Task inputs below:

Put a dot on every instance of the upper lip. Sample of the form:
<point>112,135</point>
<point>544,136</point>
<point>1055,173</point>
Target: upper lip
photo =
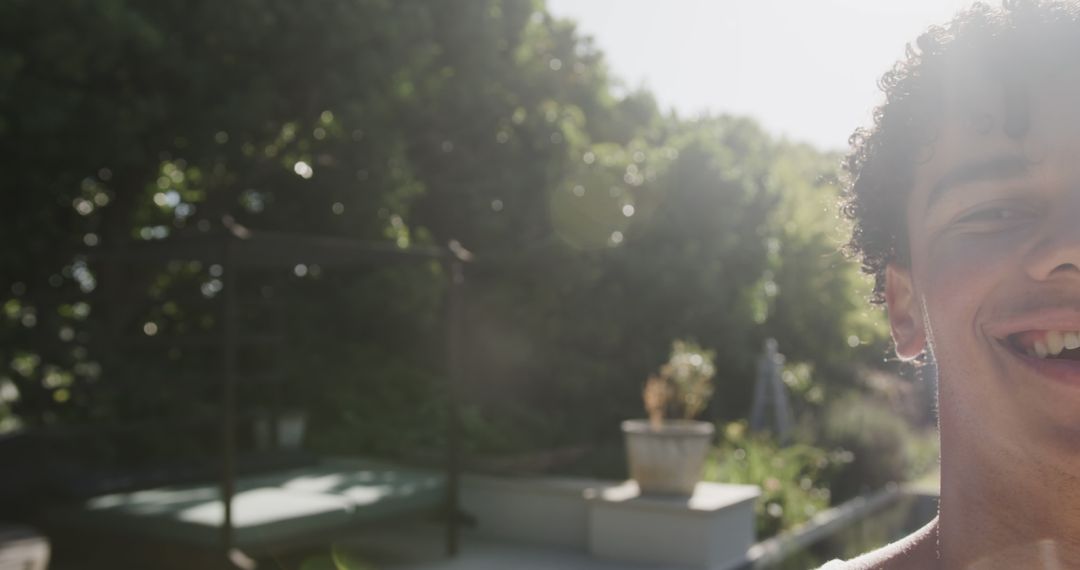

End of Task inputs.

Task to complete:
With the pictures removed, return the full listing exactly as given.

Solution to the problem:
Put a dot on every instance of the upper lip. Sample of the form:
<point>112,135</point>
<point>544,136</point>
<point>1055,173</point>
Target: upper lip
photo =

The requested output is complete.